_TASK BRIEF_
Extend the passage below on vaginal progesterone and preterm birth, picking up after its final sentence.

_PASSAGE FOR REVIEW_
*** Begin section ***

The IPD meta-analysis included five high-quality trials of vaginal progesterone versus placebo, was conducted at multiple centers in both developed and developing countries, and included a total of 775 women and 927 infants. The primary endpoints were: 1) preterm birth at <33 weeks; and 2) a composite index of perinatal morbidity and mortality. The authors also studied other secondary endpoints and explored the effect of cervical length, a history of previous preterm birth, maternal age, race/ethnicity, and body mass index on progesterone action.
The results were remarkably consistent and significant across trials performed in different parts of the world. Administering vaginal progesterone to asymptomatic women with a short cervix revealed by sonogram in the mid-trimester was associated with a 42% reduction in the rate of preterm birth before 33 weeks of gestation. There was also a significant reduction in the risk of preterm birth before 35, 34, and 28 weeks.
The study also found a 43% decrease in neonatal morbidity and mortality. Vaginal progesterone significantly reduced the risk of respiratory distress syndrome by 52%, and there was significantly lower admission to NICUs (placebo, 20.7% vs. progesterone, 29.1%).
Results of previous trials about the effects of vaginal progesterone or injectable progestins (synthetic compounds with progesterone action) in women with a twin gestation had been negative. However, a subset of patients in the study published today focused on women with a twin gestation and a short cervix. In this particular group, vaginal progesterone reduced the rate of preterm birth at <33 weeks by 30% and significantly reduced the composite neonatal morbidity/mortality of twins. Dr. Romero indicated that a study of vaginal progesterone in twin pregnancies with a short cervix is urgently needed to confirm these findings because the reduction in preterm birth did not reach significance (most likely due to the small number of twins available to study).
A major finding of this study is that progesterone benefits not only women who have a short cervix, but also those who have a prior preterm birth and a short cervix. This has practical implications, because vaginal progesterone is a less expensive and less invasive alternative than the placement of a cervical suture (cerclage) in patients who had a previous preterm birth and have a short cervix.

*** End section ***

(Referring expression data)
*** Begin section ***

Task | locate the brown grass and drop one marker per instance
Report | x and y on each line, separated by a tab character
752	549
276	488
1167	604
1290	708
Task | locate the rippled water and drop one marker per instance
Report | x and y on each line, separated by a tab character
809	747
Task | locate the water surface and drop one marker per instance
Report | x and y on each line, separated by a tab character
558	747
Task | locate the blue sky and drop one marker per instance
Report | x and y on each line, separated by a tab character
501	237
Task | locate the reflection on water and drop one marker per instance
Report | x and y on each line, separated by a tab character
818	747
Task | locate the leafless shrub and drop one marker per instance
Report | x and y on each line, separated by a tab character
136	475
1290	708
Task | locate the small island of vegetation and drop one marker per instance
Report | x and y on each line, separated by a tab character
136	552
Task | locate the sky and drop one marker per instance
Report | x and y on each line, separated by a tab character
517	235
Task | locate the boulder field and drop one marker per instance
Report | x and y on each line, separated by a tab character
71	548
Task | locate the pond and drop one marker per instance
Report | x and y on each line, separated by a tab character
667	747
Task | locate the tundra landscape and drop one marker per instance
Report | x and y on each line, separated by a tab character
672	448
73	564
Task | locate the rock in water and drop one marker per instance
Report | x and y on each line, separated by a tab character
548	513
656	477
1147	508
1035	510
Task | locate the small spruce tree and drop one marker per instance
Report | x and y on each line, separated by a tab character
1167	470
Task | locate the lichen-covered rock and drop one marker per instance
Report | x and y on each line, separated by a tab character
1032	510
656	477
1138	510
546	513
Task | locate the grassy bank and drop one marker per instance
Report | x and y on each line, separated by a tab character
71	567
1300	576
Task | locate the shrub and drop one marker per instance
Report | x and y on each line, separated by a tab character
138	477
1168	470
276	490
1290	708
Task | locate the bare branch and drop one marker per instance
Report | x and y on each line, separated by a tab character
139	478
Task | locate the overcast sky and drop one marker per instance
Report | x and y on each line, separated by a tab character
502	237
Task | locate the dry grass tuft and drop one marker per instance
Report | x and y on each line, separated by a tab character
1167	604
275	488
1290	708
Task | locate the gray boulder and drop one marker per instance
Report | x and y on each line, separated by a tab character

*** End section ***

_SOLVED EXERCISE_
"The results of this analysis of five large randomized trials have the potential to result in a sea change in obstetrical practice in the U.S. and Europe and eventually in the rest of the world," commented AJOG Co-Editor-in-Chief, Thomas J. Garite, MD. "Prematurity is the leading cause of death and damage for newly born babies and despite enormous efforts, no impact has been made in the rate of preterm birth, which is actually rising in recent years."
As advocated in an accompanying editorial by C. Andrew Combs, MD, PhD, Obstetrix Medical Group, San Jose, CA, in the print version of the Journal, the potential for reducing prematurity lies in implementing routine vaginal ultrasound for all pregnant women in the middle months of pregnancy to measure the length of the cervix and if a short cervix is found, treat these patients with progesterone. The majority of premature births occur in women with no risk factors, so this approach has real potential to make an impact in the overall premature birth rate. Two recently published cost analysis studies, suggest that this approach can not only save lives and prevent the devastating damages often caused by prematurity, but can also result in a annual savings of nearly 1/2 billion dollars in health care costs in the U.S. alone.